Testo proposto
---

Moisés Naím, Il Sole 24 Ore 22/5/2011, 22 maggio 2011
QUEL POSTO A UN EUROPEO CHE SA DI COLONIALISMO
Un fetore di colonialismo aleggia tra la 19ª e la H, le due strade del quadrante nordoccidentale di Washington dove sorge il quartier generale dell’Fmi. Questi effluvi sgradevoli non originano dal fatto che il ricco e potente francese di 62 anni che dirigeva l’organizzazione è accusato di aver aggredito sessualmente in uno sfarzoso hotel newyorchese una cameriera africana giovane e indigente, bensì dai forti strascichi coloniali che già stanno emergendo nella scelta del successore di Dominique Strauss-Kahn. Questi strascichi, prodotto di un antiquato baratto stipulato nel dopoguerra fra le nazioni più ricche, comportano che il posto di direttore generale dell’Fmi, un’istituzione di cui fanno parte 187 Stati, sia riservato a un europeo. Questo accordo, che di fatto discrimina il 93% dell’umanità, ha sempre goduto del sostegno degli Stati Uniti, il maggiore azionista del Fondo.

---

Esercizi da svolgere
1 - Stabilisci se ciascuna affermazione concorda con l'articolo sulla guida dell'Fmi, rispondendo sì o no e citando le parole decisive: (a) il quartier generale dell'Fmi si trova nel quadrante nordoccidentale di Washington; (b) gli Stati Uniti si sono sempre opposti all'accordo che riserva la direzione a un europeo; (c) l'Fmi conta 187 Stati membri.
2 - Prosegui l'articolo sulla guida dell'Fmi a partire dall'ultima frase riportata.

Record del dataset
---

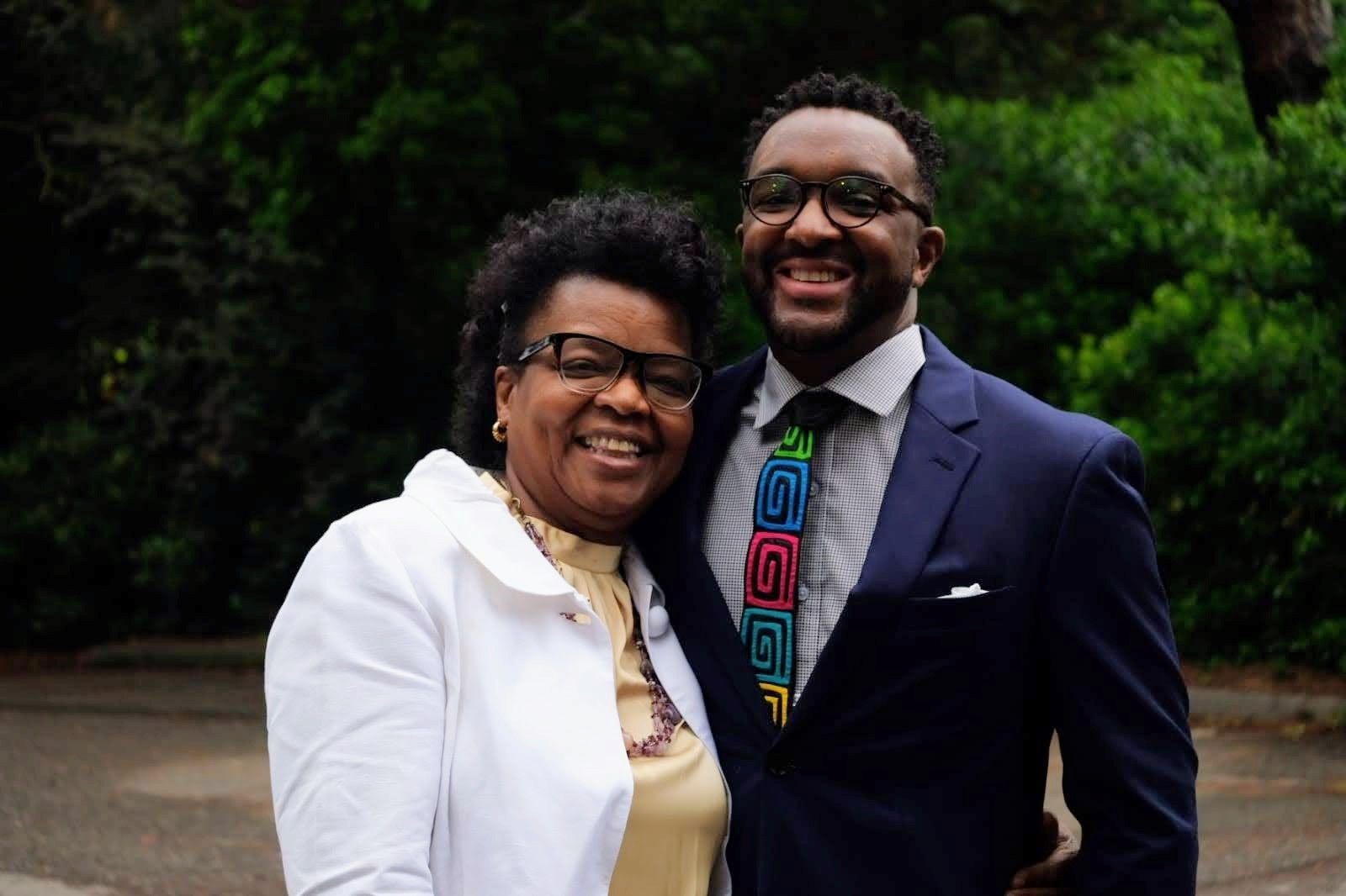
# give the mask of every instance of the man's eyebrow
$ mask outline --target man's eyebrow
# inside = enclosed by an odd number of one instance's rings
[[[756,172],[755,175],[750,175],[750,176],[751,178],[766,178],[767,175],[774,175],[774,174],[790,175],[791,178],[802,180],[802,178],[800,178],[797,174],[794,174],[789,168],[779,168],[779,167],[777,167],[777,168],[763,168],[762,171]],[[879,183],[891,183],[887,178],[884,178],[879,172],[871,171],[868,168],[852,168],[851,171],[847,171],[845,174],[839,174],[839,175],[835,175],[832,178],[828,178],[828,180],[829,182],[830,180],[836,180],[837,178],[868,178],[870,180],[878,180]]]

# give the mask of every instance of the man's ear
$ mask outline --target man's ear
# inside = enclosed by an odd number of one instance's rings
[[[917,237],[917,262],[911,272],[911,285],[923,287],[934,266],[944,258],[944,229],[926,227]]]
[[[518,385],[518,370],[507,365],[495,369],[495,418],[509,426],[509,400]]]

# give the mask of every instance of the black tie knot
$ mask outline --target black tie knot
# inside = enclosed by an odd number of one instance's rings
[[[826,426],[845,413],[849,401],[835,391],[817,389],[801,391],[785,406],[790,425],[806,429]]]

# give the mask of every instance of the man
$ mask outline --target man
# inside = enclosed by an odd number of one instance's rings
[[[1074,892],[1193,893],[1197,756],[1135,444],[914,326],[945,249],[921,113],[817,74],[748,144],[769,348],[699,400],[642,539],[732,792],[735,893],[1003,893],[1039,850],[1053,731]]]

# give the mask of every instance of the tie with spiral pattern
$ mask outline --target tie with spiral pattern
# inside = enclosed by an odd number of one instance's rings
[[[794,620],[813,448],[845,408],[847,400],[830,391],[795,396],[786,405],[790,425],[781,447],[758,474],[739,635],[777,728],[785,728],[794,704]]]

---

Soluzioni degli esercizi
1 -
(a) Sì: «le due strade del quadrante nordoccidentale di Washington dove sorge il quartier generale dell’Fmi».
(b) No: «ha sempre goduto del sostegno degli Stati Uniti, il maggiore azionista del Fondo».
(c) Sì: «un’istituzione di cui fanno parte 187 Stati».

2 -
L’Fmi in cambio dei soldi esige costantemente, dai Governi che bussano alla sua porta per chiedere aiuti finanziari, l’adozione di principi liberisti di efficienza, trasparenza e meritocrazia. Eppure, questa stessa istituzione seleziona il proprio leader mediante un processo totalmente in contraddizione con quei valori. Secondo l’accordo tra Europa occidentale e Usa, l’incarico di maggior prestigio del Fondo va sempre a un europeo, mentre la presidenza della Banca mondiale è riservata a un americano. È sempre stato così da quando furono create queste istituzioni, a metà degli anni 40, e se l’accordo era coerente con la realpolitik mondiale dell’epoca, oggi appare obsoleto e controproducente per la stabilità globale.
Anche i leader del G-20, il gruppo di nazioni che rappresentano l’80% dell’economia mondiale e i due terzi degli abitanti del pianeta, riconoscono che il metodo di selezione deve cambiare. Lo scandalo è che non sia già così. E altrettanto scandalose, naturalmente, sono le innumerevoli giustificazioni che già i Paesi europei stanno propinando per spiegare perché il successore di Strauss-Kahn deve venire dal vecchio continente. Didier Reynders, il ministro dell’Economia belga, ha dato voce all’opinione predominante in Europa quando ha detto che «sarebbe preferibile se continuassimo a ricoprire noi questi incarichi». La ministra dell’Economia francese Christine Lagarde già viene sbandierata come grande favorita dalla stampa. Anche un alto funzionario brasiliano ha ammesso alla Reuters che «l’Europa probabilmente conserverà il controllo sul ruolo».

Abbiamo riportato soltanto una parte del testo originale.